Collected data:
......
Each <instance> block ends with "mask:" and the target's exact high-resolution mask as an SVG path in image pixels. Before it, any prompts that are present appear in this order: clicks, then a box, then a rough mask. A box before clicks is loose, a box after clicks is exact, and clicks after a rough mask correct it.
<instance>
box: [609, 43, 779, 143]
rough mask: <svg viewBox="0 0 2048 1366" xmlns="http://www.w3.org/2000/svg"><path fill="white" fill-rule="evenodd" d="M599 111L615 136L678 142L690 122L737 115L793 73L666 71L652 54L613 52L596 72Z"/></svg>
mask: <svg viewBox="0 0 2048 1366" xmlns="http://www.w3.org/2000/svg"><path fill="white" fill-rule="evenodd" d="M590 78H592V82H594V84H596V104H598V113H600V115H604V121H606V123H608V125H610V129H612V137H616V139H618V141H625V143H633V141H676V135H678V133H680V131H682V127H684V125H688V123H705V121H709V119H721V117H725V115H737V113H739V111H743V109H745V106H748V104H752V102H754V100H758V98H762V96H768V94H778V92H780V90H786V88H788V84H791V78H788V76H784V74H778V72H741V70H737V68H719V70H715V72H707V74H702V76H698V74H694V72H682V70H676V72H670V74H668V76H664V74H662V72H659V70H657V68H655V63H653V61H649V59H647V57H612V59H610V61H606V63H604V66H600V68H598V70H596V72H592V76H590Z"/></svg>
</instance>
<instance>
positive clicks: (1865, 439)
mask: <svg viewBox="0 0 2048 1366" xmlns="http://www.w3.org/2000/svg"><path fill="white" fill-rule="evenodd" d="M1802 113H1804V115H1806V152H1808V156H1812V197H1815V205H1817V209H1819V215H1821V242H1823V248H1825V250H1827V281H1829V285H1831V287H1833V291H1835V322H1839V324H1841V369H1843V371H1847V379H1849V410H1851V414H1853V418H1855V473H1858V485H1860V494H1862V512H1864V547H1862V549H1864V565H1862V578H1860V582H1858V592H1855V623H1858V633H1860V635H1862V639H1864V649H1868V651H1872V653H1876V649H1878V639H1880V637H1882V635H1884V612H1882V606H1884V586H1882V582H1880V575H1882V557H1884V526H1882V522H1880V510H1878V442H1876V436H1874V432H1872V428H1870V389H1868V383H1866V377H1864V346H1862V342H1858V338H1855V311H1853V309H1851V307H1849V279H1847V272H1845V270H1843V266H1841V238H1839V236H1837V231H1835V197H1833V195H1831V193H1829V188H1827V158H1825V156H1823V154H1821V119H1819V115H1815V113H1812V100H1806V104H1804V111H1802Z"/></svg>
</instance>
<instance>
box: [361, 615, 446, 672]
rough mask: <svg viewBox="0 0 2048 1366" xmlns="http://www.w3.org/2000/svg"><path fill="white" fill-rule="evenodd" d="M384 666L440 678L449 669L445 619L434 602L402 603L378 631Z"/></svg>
......
▸ Exercise prompt
Could you set down exactly the lines above, from the one containing "positive clicks: (1865, 439)" through the last, including both and nothing else?

▸ Task solution
positive clicks: (1865, 439)
mask: <svg viewBox="0 0 2048 1366" xmlns="http://www.w3.org/2000/svg"><path fill="white" fill-rule="evenodd" d="M1802 113H1804V115H1806V152H1808V156H1812V197H1815V205H1817V209H1819V215H1821V242H1823V248H1825V250H1827V281H1829V285H1831V287H1833V291H1835V322H1839V324H1841V369H1843V371H1847V379H1849V410H1851V414H1853V418H1855V473H1858V485H1860V494H1862V512H1864V547H1862V549H1864V565H1862V578H1860V582H1858V592H1855V623H1858V633H1860V635H1862V639H1864V649H1868V651H1872V653H1876V649H1878V639H1880V637H1882V635H1884V612H1882V606H1884V586H1882V582H1880V575H1882V557H1884V526H1882V522H1880V510H1878V442H1876V436H1874V432H1872V428H1870V389H1868V383H1866V377H1864V346H1862V342H1858V338H1855V311H1853V309H1851V307H1849V279H1847V272H1845V270H1843V266H1841V238H1839V236H1837V231H1835V197H1833V195H1831V193H1829V188H1827V158H1825V156H1823V154H1821V119H1819V115H1815V113H1812V100H1806V104H1804V111H1802Z"/></svg>
</instance>
<instance>
box: [361, 615, 446, 672]
rough mask: <svg viewBox="0 0 2048 1366" xmlns="http://www.w3.org/2000/svg"><path fill="white" fill-rule="evenodd" d="M384 666L440 678L449 669L445 619L434 602L402 603L378 631Z"/></svg>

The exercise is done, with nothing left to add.